* [EXCERPT PROVIDED]
⁂

The Greek Crisis Is a Euro Crisis

Dec. 14, 2009 (EIRNS)—The crisis in Greece provides the evidence that the survival of the European Monetary Union is based on the extinction of nation-states. Once Fitch downrated Greece's sovereign debt, and the threat of a sovereign default became concrete, German Chancellor Angela Merkel, speaking Dec. 10 at the European Popular Party Congress in Bonn, said that the EU should go over the heads of the Greek parliamentarians and enforce "corrections," to avoid a default and save the euro. This was one day after Greek Prime Minister Papandreou stated that "the financial crisis threatens the sovereignty of the country," for the first time since 1974, when the military dictatorship was overthrown. The "Colonels" of today are the EU bureaucrats.

"What happens in one [EU] member-country affects all others—particularly when we have a common currency. Therefore we share a common responsibility," Merkel said. "Then the question is raised of what authority Europe actually has to give a task to national parliaments, in order to avert damage to Europe itself?" The conflict between EU economic and monetary policies and national social strategies must be cleared up, Merkel said. "National parliaments don't want to accept dictates. We must discuss such questions."

The Greek government is already in half-receivership, as Eurostat officials have taken over their accounts.

However, the problem is not in the nation of Greece: The euro system itself is bankrupt. It has been kept afloat so far by sovereign states, which have provided each and every bank with collateral to obtain liquidity at the ECB. Not only have EU member-states bailed out large banks, loading those debts onto their budgets, but the very notes issued by those states have been purchased by banks, and used as collateral to get ECB loans.

The entire euro financial system is an empty shell, which can collapse at any moment, if any sovereign state, such as Greece, Ireland, or Spain, is forced to default. If a state defaults, it can start again the next moment. Not so, a private or even a central bank.

To save the bankrupt financial system, London and Brussels are ready to exterminate what they nicely call the PIIGS (Portugal, Ireland, Italy, Greece, and Spain), i.e., the EU member-states on the frontline of the threat of sovereign default. A default of any one of them could bring down the whole system. A commentary in the German economic daily Handelsblatt Dec. 11 made it clear: "First, many international investors, including banks, have bought Greek bonds. They can even use them in Germany as collateral for securities. Nobody really knows where those papers are. But exactly this uncertainty would magnify the damage, if state bonds suddenly are not serviced or cancelled."

Also, a banking crisis would not be isolated: "If Greek banks get in trouble, it would provoke panic waves through the whole finance sector."

However, Greece can survive only by leaving the euro zone. The Paris daily Libération presented a fictional account of such a scenario Dec. 10. "Athens, the presidential palace. Today is March 31, 2010. The Prime Minister, backed with a slim majority in the Parliament, just announced his intention to leave the euro zone and readopts the drachme. Everybody, from Dominique Strauss-Kahn of the IMF ... to Jean-Claude Trichet of the ECB tried to avoid the catastrophe. But each time, the conditions fixed by the international institutions to open up new credit lines for Greece were rejected by the Parliament. Too unpopular."

⁂

* [RECORD EXTRACTS]
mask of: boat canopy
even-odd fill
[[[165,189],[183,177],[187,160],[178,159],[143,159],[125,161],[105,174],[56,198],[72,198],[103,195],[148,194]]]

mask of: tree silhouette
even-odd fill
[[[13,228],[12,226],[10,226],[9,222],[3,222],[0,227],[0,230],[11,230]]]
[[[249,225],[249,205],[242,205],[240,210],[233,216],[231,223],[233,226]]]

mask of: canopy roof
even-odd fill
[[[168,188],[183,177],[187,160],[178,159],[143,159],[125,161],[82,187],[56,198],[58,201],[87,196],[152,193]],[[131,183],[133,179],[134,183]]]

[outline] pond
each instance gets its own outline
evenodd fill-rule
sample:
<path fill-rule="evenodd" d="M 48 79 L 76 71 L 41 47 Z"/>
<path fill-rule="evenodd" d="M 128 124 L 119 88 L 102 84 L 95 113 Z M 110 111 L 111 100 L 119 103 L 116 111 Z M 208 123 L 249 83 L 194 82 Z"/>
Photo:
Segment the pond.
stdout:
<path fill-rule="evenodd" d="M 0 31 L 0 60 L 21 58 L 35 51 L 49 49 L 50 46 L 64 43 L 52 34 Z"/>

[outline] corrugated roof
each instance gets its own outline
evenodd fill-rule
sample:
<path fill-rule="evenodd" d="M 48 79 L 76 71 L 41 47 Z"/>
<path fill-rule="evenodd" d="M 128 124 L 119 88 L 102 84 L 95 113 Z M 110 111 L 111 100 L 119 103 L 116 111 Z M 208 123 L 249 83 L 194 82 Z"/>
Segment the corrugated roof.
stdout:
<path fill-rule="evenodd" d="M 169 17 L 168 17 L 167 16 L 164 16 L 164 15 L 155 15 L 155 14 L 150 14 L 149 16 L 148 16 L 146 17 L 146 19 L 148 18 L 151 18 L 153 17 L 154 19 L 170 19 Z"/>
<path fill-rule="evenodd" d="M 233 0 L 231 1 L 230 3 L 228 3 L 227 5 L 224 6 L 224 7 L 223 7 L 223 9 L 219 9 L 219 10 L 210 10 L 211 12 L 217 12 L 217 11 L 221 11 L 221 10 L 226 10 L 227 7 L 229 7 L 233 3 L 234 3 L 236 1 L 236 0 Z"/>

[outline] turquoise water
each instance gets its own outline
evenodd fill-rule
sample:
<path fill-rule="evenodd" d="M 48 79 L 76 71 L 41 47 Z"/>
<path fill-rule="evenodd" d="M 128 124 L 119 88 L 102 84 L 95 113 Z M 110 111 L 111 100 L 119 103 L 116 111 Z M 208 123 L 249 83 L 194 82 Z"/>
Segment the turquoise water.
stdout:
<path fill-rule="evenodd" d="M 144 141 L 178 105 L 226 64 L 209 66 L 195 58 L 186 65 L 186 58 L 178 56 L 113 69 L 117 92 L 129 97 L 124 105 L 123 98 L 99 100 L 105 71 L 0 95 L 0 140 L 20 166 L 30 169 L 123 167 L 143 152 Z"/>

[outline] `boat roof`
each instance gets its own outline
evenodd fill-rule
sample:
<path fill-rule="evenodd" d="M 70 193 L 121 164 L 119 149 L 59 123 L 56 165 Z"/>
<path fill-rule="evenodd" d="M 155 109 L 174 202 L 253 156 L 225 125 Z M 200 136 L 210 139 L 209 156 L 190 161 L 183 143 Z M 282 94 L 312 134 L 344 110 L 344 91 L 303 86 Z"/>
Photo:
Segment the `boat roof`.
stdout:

⁂

* [EXERCISES TO COMPLETE]
a: According to the article on the Greek crisis, at what event did Angela Merkel speak on Dec. 10?
b: Print the article on the Greek crisis from "The Greek government" to "get ECB loans.".
The rows come from a different source than the article.

* [TASK ANSWERS]
a: The European Popular Party Congress in Bonn.

b:
The Greek government is already in half-receivership, as Eurostat officials have taken over their accounts.

However, the problem is not in the nation of Greece: The euro system itself is bankrupt. It has been kept afloat so far by sovereign states, which have provided each and every bank with collateral to obtain liquidity at the ECB. Not only have EU member-states bailed out large banks, loading those debts onto their budgets, but the very notes issued by those states have been purchased by banks, and used as collateral to get ECB loans.